### PROVIDED PASSAGE:
>>>
Nonetheless, the work is limited to a static in vitro digestion model, which cannot fully replicate the complexity of human gastrointestinal conditions. Moreover, the matrices were laboratory-simulated rather than factory-collected, and potential process-related differences were not evaluated. In addition, the study evaluated solely the soluble fraction, while insoluble bound phenolics were not considered, although their release during digestion could substantially contribute to the observed outcomes. Furthermore, only selected NADES formulations were assessed; the effects of solvent composition (including water content), solid-to-liquid ratio, temperature/time, and other process parameters warrant further optimization.
Future research should employ dynamic digestion systems, conduct in vivo validation, and advance pilot-scale trials to evaluate stability, safety, food-grade compliance, sensory and technological performance in real matrices, and solvent recyclability/reuse. In parallel, NADES should be assessed as mixtures, with measurement of residual solvent levels in the final product, basic cytotoxicity screening, and verification of compliance with applicable regulatory limits. From an application standpoint, the solvent components used here (choline chloride paired with organic acids or sugars) are commercially available in food-compatible grades. The feasibility of scale-up will depend primarily on viscosity control, the solid-to-liquid ratio, and operation at moderate temperatures. These parameters should be verified at pilot-scale together with solvent recovery and reuse. A focused techno-economic assessment is warranted to quantify costs and delineate the required unit operations.
<<<
### TASKS:
1 - Reproduce the text of the NADES research passage between "Nonetheless, the work" and "warrant further optimization.", inclusive.
2 - According to the NADES research passage, on which factors will the feasibility of scale-up primarily depend? List each one.
The material has no connection to the passage about NADES research.

### DATASET CONTENT:
>>>
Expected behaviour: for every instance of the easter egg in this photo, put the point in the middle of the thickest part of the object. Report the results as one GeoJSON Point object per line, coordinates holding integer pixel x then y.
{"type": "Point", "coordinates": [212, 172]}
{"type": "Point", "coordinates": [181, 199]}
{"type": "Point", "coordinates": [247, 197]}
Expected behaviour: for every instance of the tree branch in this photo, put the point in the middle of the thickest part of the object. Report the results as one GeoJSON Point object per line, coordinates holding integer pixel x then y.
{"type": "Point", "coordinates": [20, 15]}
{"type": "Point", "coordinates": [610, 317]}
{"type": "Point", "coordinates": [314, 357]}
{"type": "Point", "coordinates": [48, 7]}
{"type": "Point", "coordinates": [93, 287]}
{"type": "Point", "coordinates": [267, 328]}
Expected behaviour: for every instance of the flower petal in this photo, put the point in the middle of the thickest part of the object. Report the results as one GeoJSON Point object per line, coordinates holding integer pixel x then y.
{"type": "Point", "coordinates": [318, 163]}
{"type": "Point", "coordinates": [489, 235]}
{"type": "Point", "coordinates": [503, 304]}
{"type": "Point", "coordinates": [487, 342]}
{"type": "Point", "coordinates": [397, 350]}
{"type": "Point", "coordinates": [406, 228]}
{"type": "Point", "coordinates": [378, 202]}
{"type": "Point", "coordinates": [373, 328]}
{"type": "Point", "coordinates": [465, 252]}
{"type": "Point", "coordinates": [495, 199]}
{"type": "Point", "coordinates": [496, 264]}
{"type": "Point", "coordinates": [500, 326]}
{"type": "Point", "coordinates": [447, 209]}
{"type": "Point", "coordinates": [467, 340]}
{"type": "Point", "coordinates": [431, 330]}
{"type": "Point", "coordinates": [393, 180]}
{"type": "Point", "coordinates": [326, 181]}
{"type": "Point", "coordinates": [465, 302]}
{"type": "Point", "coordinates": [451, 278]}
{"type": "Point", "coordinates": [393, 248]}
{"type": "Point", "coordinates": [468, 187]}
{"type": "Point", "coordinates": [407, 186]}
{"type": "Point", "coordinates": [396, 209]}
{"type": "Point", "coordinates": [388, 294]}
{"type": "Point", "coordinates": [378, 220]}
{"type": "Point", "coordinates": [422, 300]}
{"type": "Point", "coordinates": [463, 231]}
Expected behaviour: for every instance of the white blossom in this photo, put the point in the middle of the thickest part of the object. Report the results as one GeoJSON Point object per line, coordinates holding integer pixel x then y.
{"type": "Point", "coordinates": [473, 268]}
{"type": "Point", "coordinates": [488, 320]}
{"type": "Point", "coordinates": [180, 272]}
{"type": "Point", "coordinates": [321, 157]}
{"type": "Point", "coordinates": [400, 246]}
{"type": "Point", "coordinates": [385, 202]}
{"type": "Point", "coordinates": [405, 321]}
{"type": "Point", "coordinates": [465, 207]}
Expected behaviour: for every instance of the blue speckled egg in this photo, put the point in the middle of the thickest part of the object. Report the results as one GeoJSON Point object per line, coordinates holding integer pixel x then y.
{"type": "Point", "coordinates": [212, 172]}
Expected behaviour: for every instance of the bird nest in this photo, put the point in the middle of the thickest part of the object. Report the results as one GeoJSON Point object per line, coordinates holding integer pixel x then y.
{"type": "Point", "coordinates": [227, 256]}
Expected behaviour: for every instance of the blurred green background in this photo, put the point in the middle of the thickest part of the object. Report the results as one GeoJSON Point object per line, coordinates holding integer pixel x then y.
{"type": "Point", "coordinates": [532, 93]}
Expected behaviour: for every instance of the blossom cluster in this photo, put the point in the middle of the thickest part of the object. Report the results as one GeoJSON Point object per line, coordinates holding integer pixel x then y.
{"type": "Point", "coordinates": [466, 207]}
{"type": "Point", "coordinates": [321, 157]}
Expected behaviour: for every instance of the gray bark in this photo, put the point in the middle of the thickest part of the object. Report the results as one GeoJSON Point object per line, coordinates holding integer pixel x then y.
<<<
### TASK RESPONSES:
1 -
Nonetheless, the work is limited to a static in vitro digestion model, which cannot fully replicate the complexity of human gastrointestinal conditions. Moreover, the matrices were laboratory-simulated rather than factory-collected, and potential process-related differences were not evaluated. In addition, the study evaluated solely the soluble fraction, while insoluble bound phenolics were not considered, although their release during digestion could substantially contribute to the observed outcomes. Furthermore, only selected NADES formulations were assessed; the effects of solvent composition (including water content), solid-to-liquid ratio, temperature/time, and other process parameters warrant further optimization.

2 -
- Viscosity control
- The solid-to-liquid ratio
- Operation at moderate temperatures